■ What you have to do ■
Pictures in the data below are not part of the copy; transcribe everything else exactly.

■ Task inputs ■
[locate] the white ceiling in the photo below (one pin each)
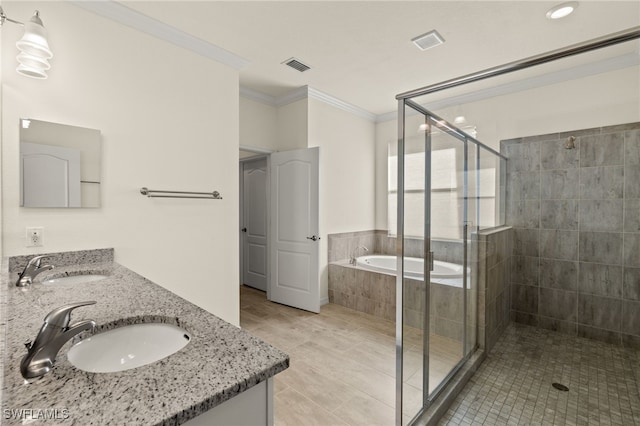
(361, 53)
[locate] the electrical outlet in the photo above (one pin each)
(35, 237)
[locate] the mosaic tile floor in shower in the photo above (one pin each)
(514, 384)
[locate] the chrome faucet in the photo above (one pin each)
(354, 256)
(55, 332)
(32, 269)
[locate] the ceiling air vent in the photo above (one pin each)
(428, 40)
(296, 64)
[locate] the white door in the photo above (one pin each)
(50, 176)
(294, 236)
(254, 227)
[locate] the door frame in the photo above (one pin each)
(241, 235)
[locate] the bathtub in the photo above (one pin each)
(413, 267)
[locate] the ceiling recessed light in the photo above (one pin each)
(296, 64)
(562, 10)
(428, 40)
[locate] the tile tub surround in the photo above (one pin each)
(575, 214)
(374, 293)
(341, 246)
(219, 362)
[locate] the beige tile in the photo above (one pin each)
(327, 392)
(377, 355)
(365, 410)
(294, 409)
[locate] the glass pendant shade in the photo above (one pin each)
(34, 49)
(33, 61)
(34, 41)
(31, 72)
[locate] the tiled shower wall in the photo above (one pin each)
(576, 219)
(494, 276)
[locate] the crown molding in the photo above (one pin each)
(593, 68)
(254, 95)
(119, 13)
(293, 96)
(306, 92)
(338, 103)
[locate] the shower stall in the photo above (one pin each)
(447, 187)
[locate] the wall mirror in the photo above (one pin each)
(59, 165)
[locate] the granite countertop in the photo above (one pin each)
(219, 362)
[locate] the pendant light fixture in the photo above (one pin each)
(34, 48)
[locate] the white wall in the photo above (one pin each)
(599, 100)
(258, 124)
(292, 125)
(347, 174)
(164, 125)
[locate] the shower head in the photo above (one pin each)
(571, 143)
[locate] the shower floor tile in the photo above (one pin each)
(513, 386)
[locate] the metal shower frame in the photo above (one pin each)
(404, 100)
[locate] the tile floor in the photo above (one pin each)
(343, 367)
(342, 363)
(513, 385)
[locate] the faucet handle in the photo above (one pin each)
(36, 260)
(62, 316)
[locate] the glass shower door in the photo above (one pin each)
(436, 319)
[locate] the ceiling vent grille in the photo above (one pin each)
(296, 64)
(428, 40)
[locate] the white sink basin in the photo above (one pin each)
(127, 347)
(75, 279)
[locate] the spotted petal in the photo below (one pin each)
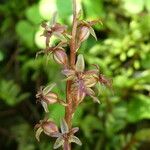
(64, 126)
(74, 139)
(80, 65)
(59, 142)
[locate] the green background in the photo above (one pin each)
(122, 121)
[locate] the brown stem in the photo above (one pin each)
(69, 110)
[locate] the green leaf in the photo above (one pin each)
(93, 9)
(64, 10)
(134, 6)
(57, 112)
(138, 108)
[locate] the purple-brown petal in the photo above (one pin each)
(49, 127)
(60, 57)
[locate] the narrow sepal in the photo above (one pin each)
(64, 126)
(44, 104)
(93, 33)
(74, 139)
(59, 142)
(80, 65)
(60, 57)
(48, 88)
(38, 133)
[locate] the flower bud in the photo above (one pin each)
(60, 57)
(83, 33)
(49, 127)
(51, 98)
(90, 81)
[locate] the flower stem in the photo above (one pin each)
(69, 109)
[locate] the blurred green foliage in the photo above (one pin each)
(122, 51)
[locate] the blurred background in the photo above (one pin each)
(122, 121)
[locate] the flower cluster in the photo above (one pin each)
(45, 96)
(82, 82)
(51, 129)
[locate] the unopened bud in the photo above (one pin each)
(60, 57)
(51, 98)
(83, 33)
(49, 128)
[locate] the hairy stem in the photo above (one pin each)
(69, 109)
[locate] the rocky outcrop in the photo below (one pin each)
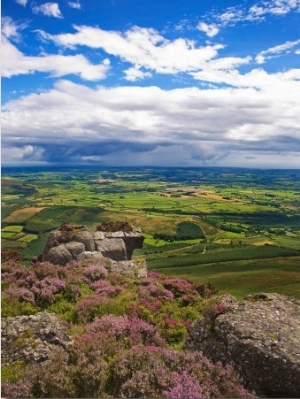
(32, 338)
(127, 268)
(70, 242)
(260, 336)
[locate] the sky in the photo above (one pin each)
(186, 83)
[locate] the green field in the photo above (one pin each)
(237, 228)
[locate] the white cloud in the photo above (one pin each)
(16, 63)
(210, 29)
(141, 47)
(134, 73)
(257, 12)
(190, 126)
(48, 9)
(10, 29)
(75, 4)
(276, 51)
(22, 2)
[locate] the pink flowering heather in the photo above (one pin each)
(105, 289)
(19, 389)
(178, 286)
(93, 273)
(44, 290)
(86, 309)
(184, 385)
(22, 294)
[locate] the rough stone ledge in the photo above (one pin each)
(260, 336)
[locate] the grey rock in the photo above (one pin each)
(59, 255)
(32, 338)
(260, 336)
(71, 241)
(75, 248)
(91, 256)
(113, 248)
(86, 237)
(130, 268)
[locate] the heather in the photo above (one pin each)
(127, 334)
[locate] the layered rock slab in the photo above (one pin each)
(69, 242)
(260, 336)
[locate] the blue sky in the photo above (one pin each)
(160, 82)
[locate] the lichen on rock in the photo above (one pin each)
(260, 336)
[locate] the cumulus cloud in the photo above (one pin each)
(22, 2)
(276, 51)
(141, 47)
(210, 29)
(10, 29)
(257, 12)
(16, 63)
(74, 4)
(48, 9)
(129, 125)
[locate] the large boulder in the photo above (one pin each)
(260, 336)
(32, 338)
(70, 241)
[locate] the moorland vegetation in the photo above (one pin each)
(237, 228)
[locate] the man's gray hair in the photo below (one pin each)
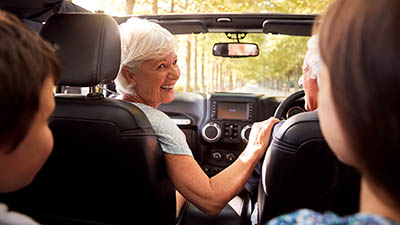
(141, 40)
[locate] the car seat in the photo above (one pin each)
(107, 166)
(300, 171)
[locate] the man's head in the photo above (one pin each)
(28, 68)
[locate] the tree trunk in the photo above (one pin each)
(130, 4)
(188, 59)
(213, 76)
(196, 87)
(203, 83)
(186, 4)
(172, 10)
(155, 6)
(230, 80)
(288, 82)
(221, 81)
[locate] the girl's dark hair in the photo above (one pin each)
(359, 43)
(25, 62)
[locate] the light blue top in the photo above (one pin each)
(172, 139)
(309, 217)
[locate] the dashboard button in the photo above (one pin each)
(211, 132)
(230, 157)
(217, 156)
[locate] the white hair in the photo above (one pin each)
(313, 58)
(141, 40)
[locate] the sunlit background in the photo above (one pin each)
(277, 68)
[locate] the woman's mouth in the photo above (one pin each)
(167, 87)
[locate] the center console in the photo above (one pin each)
(226, 130)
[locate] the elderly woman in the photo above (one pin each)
(147, 77)
(311, 69)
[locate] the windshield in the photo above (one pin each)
(137, 7)
(275, 71)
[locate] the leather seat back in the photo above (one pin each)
(107, 166)
(300, 171)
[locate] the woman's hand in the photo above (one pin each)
(259, 136)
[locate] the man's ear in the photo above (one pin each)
(128, 75)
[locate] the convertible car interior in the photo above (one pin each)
(107, 166)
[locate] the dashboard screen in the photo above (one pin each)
(234, 111)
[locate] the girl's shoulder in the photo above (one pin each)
(309, 217)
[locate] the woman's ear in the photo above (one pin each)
(129, 75)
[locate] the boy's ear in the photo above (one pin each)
(129, 75)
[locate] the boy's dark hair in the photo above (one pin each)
(359, 42)
(25, 62)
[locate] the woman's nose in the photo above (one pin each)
(174, 73)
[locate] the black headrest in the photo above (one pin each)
(303, 172)
(89, 47)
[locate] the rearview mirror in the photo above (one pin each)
(235, 49)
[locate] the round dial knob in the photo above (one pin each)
(245, 133)
(211, 132)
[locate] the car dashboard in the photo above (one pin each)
(217, 125)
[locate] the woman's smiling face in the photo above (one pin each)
(155, 79)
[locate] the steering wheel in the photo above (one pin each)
(289, 101)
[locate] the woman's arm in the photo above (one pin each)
(211, 194)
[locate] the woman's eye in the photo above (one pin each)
(162, 66)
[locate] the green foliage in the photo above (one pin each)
(280, 58)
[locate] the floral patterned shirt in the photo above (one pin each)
(309, 217)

■ Written answer ■
[locate] the white ceiling in the photo below (one pin each)
(361, 53)
[locate] the electrical outlet in the photo above (one pin each)
(35, 237)
[locate] the mosaic tile floor in shower in the photo above (one pin each)
(514, 384)
[locate] the chrome faucet in the photo above (one pin each)
(354, 256)
(55, 332)
(32, 269)
[locate] the ceiling air vent in the photo above (one pin each)
(428, 40)
(296, 64)
[locate] the white door in the photo above (one pin each)
(50, 176)
(294, 236)
(254, 227)
[locate] the door frame in the photo above (one pin each)
(241, 235)
[locate] the bathtub in the photo above (one pin each)
(413, 267)
[locate] the ceiling recessed light in the photo above (one pin each)
(296, 64)
(562, 10)
(428, 40)
[locate] the tile tub surround in the photo above (one pin each)
(575, 214)
(374, 293)
(341, 246)
(219, 362)
[locate] the beige tile in the photo above (one pin each)
(327, 392)
(377, 355)
(365, 410)
(294, 409)
[locate] the glass pendant shade in the photo above (one pin each)
(34, 49)
(33, 61)
(34, 41)
(31, 72)
[locate] the tiled shower wall in the photo above (one pin each)
(576, 219)
(494, 276)
[locate] the crown molding in the photo above (one pin each)
(593, 68)
(254, 95)
(119, 13)
(293, 96)
(306, 92)
(338, 103)
[locate] the shower stall in the photo above (one pin each)
(447, 187)
[locate] the wall mirror in the photo above (one pin each)
(59, 165)
[locate] the granite countertop in the photo above (one pin each)
(219, 362)
[locate] the pendant light fixture in the photo above (one pin each)
(34, 48)
[locate] the white wall in the photo above (one pin each)
(599, 100)
(258, 124)
(292, 125)
(347, 174)
(164, 125)
[locate] the shower head in the photo above (one pin each)
(571, 143)
[locate] the shower floor tile in the photo above (one pin each)
(513, 386)
[locate] the metal shower frame in the photo above (one pin each)
(404, 100)
[locate] the tile floor in the photo above (one pin each)
(343, 367)
(342, 363)
(513, 385)
[locate] the faucet handle in the photo above (one pin each)
(36, 260)
(62, 316)
[locate] the glass shower door in the photo above (one pin each)
(436, 319)
[locate] the ceiling vent grille in the photo above (one pin each)
(296, 64)
(428, 40)
[locate] the white sink basin in the photo above (one pin each)
(127, 347)
(75, 279)
[locate] the spotted petal in the photo below (one pin each)
(64, 126)
(74, 139)
(80, 65)
(59, 142)
[locate] the green background in the photo above (one pin each)
(122, 121)
[locate] the brown stem in the photo above (one pin each)
(69, 110)
[locate] the green leaf in the photo above (one pin each)
(93, 9)
(64, 10)
(134, 6)
(57, 112)
(138, 108)
[locate] the purple-brown petal in the photo above (one pin each)
(49, 127)
(60, 57)
[locate] the narrow sepal in the photo above (one pin each)
(64, 126)
(44, 104)
(93, 33)
(74, 139)
(59, 142)
(80, 65)
(60, 57)
(48, 88)
(38, 133)
[locate] the flower bud in the photo above (one pin each)
(60, 57)
(83, 33)
(49, 127)
(51, 98)
(90, 81)
[locate] the flower stem in the photo above (one pin each)
(69, 109)
[locate] the blurred green foliage in the photo above (one pin each)
(122, 51)
[locate] the blurred background in the photo above (one pin each)
(122, 121)
[locate] the flower cluster in the photo above (one pin each)
(45, 96)
(82, 82)
(51, 129)
[locate] the unopened bud in the photo above (one pin each)
(60, 57)
(51, 98)
(83, 33)
(49, 128)
[locate] the hairy stem in the photo above (one pin each)
(69, 109)
[locate] the rocky outcrop in the photo below (one pin each)
(32, 338)
(127, 268)
(70, 242)
(260, 336)
[locate] the sky in the photo above (one pin each)
(186, 83)
[locate] the green field in the photo above (one pin each)
(237, 228)
[locate] the white cloud in the photo above (one pin each)
(16, 63)
(210, 29)
(141, 47)
(134, 73)
(257, 12)
(190, 126)
(48, 9)
(10, 29)
(75, 4)
(276, 51)
(22, 2)
[locate] the pink flowering heather in the photo above (one pin each)
(105, 289)
(19, 389)
(178, 286)
(93, 273)
(44, 290)
(86, 309)
(184, 385)
(22, 294)
[locate] the rough stone ledge in the photo above (one pin each)
(260, 336)
[locate] the grey rock in the photo above (one pin each)
(59, 255)
(32, 338)
(260, 336)
(71, 241)
(75, 248)
(91, 256)
(113, 248)
(86, 237)
(130, 268)
[locate] the heather in the photo above (one pin each)
(127, 334)
[locate] the layered rock slab in the photo above (one pin each)
(69, 242)
(260, 336)
[locate] the blue sky in the photo above (one pin each)
(160, 82)
[locate] the lichen on rock in the photo above (one pin each)
(260, 336)
[locate] the cumulus cloud in the photo above (one pin each)
(22, 2)
(276, 51)
(141, 47)
(210, 29)
(10, 29)
(257, 12)
(16, 63)
(74, 4)
(48, 9)
(129, 125)
[locate] the large boulder in the photo above (one pin each)
(260, 336)
(32, 338)
(70, 241)
[locate] the moorland vegetation in the photo above (one pin each)
(237, 228)
[locate] the man's gray hair in the photo below (one pin each)
(141, 40)
[locate] the car seat in the photo above (one pin each)
(107, 166)
(300, 171)
[locate] the man's head in the photo above (one pin each)
(28, 68)
[locate] the tree trunk in the photo above (one pin each)
(130, 4)
(188, 59)
(213, 76)
(196, 87)
(203, 83)
(186, 4)
(172, 10)
(155, 6)
(230, 80)
(288, 82)
(221, 81)
[locate] the girl's dark hair in the photo above (one pin each)
(359, 43)
(25, 62)
[locate] the light blue top in the photo above (one pin each)
(172, 139)
(309, 217)
[locate] the dashboard button in the photo above (one pin each)
(211, 132)
(230, 157)
(217, 156)
[locate] the white hair in the photo above (one pin each)
(313, 58)
(141, 40)
[locate] the sunlit background in the photo above (one pin each)
(277, 68)
[locate] the woman's mouth in the photo above (one pin each)
(167, 87)
[locate] the center console in the photo above (one pin each)
(226, 130)
[locate] the elderly woman in the photo above (one pin each)
(147, 77)
(311, 69)
[locate] the windshield in the photo above (one pin each)
(137, 7)
(275, 71)
[locate] the leather seat back in the photo above (one pin each)
(107, 166)
(300, 171)
[locate] the woman's hand in the photo above (one pin each)
(259, 136)
[locate] the man's ear in the photo above (one pin each)
(128, 75)
[locate] the convertible car interior in the photo above (one pin each)
(107, 166)
[locate] the dashboard screen in the photo above (one pin each)
(234, 111)
[locate] the girl's shoulder in the photo above (one pin each)
(309, 217)
[locate] the woman's ear in the photo above (one pin each)
(129, 75)
[locate] the boy's ear in the photo above (one pin each)
(129, 75)
[locate] the boy's dark hair in the photo above (one pin each)
(359, 42)
(25, 62)
[locate] the woman's nose in the photo above (one pin each)
(174, 73)
[locate] the black headrest in the photo above (one pin each)
(303, 172)
(89, 47)
[locate] the rearview mirror in the photo above (one pin each)
(235, 49)
[locate] the round dial knob in the photo above (one pin each)
(245, 133)
(211, 132)
[locate] the car dashboard in the photo above (one pin each)
(217, 125)
[locate] the woman's smiling face in the photo above (one pin each)
(155, 79)
[locate] the steering wheel in the photo above (one pin each)
(289, 101)
[locate] the woman's arm in the photo above (one pin each)
(211, 194)
[locate] the woman's eye in the photo above (one pin each)
(162, 66)
[locate] the green foliage in the photo above (one pin each)
(280, 58)
[locate] the floral patterned shirt in the photo above (one pin each)
(309, 217)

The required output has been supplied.